Palm Sunday: John 12:12-13Palm Sunday is a day that we celebrate Jesus’ entry into Jerusalem. It’s a day of joy as we and our children wave palms, celebrate and sing songs of praise, recognising the Lordship of Jesus. It’s right that we do this, and even Luke tells us that if people didn’t, nature itself would cry out in praise (Luke 19:40). All of creation has been groaning in bondage, waiting for its redemption, and today, Jesus is recognised as the promised one who will bring salvation. Hosanna!
But Palm Sunday also carries with it a warning about our particular visions of the Jesus we celebrate. In the midst of our own struggles and sorrows, our hope of redemption can become far too small. In today’s reading, the words and images paint a picture of God acting in a way that is radically different than what people were expecting. The words the crowds are shouting are quotes from Psalm 118. Hosanna (meaning “he saves”) comes from v25. “Blessed is he who comes in the name of the Lord”, follows in v26. But what comes next, “Blessed is the king of Israel” is not in the psalm. For those with ears to hear, we know that something is off. The hope of creation is being reduced to redemption for one group.
The symbols in the picture reveal an even clearer picture. The branches from date palms had become a symbol of Jewish nationalism. During both wars with Rome, images of palms were stamped on coins minted by the rebels. What John, and the other gospel writers, are at pains to show us, is that the crowds are expecting a national liberator, whereas God has come to bring salvation to all the nations (“For God so loved the world…”).
By riding in on a donkey, Jesus is showing that the way he establishes his Kingdom is going to be different than other kings. The donkey is in fulfillment of the prophecy in Zechariah 9:9. The triumphant king is “gentle and riding on a donkey”. He is not a man of chariots and war horses, swords and bows (Zech 9:10), but one who will bring peace to all nations. His Kingdom brings life, not conquest.

= = = =

> Directions
In the Palm Sunday passage, what meaning is given for the word "Hosanna"?

[Saved entries]
= = = =

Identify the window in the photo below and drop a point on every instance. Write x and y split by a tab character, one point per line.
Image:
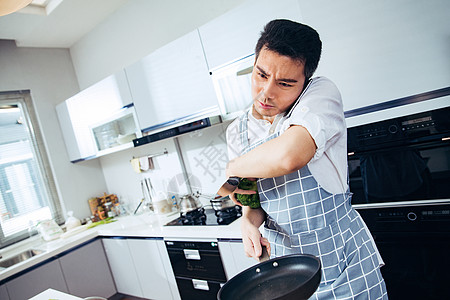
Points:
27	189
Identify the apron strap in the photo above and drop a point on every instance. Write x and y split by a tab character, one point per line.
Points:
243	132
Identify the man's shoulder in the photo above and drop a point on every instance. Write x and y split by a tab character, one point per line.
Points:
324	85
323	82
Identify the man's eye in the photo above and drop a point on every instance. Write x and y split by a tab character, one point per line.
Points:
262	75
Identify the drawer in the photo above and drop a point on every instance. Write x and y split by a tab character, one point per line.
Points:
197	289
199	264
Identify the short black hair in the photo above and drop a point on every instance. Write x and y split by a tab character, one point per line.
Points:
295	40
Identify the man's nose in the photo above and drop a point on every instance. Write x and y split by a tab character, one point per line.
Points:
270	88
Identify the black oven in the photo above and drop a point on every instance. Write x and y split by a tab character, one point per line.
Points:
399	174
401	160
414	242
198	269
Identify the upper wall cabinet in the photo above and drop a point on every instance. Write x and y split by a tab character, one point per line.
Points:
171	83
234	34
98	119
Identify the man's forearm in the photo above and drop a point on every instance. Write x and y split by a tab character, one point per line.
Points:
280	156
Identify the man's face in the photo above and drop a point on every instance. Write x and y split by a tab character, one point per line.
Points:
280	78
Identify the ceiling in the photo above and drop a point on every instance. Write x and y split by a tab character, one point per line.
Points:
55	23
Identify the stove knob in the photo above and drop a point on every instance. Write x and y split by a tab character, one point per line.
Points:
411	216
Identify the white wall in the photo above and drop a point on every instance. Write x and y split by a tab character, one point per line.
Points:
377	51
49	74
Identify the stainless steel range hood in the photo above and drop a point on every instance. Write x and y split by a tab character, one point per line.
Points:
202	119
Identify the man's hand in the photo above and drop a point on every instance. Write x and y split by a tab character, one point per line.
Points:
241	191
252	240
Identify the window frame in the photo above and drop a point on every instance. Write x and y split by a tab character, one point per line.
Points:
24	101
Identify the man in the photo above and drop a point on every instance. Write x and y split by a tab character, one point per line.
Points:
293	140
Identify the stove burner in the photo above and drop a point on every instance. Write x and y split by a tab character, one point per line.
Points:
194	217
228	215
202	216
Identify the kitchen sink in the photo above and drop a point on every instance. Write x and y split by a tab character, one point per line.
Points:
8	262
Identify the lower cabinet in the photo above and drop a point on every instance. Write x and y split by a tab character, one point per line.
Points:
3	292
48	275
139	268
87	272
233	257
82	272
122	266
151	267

= = = =

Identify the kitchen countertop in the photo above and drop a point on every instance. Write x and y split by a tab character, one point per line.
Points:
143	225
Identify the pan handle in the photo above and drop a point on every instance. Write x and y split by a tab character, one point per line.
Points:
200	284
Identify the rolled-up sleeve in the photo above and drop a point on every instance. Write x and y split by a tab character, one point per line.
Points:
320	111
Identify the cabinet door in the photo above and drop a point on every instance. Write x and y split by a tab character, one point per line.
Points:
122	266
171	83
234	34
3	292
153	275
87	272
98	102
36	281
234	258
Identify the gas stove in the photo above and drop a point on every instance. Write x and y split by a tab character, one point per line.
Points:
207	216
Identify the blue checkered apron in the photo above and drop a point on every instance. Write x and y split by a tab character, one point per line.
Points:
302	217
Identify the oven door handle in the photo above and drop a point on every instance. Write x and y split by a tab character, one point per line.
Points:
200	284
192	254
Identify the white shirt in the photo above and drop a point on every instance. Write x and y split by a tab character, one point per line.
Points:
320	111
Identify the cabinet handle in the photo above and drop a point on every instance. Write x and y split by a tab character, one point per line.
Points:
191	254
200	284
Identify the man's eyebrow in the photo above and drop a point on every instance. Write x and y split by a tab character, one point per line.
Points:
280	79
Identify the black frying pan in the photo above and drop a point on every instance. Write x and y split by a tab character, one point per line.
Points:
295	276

= = = =

> Solution to the exercise
"He saves."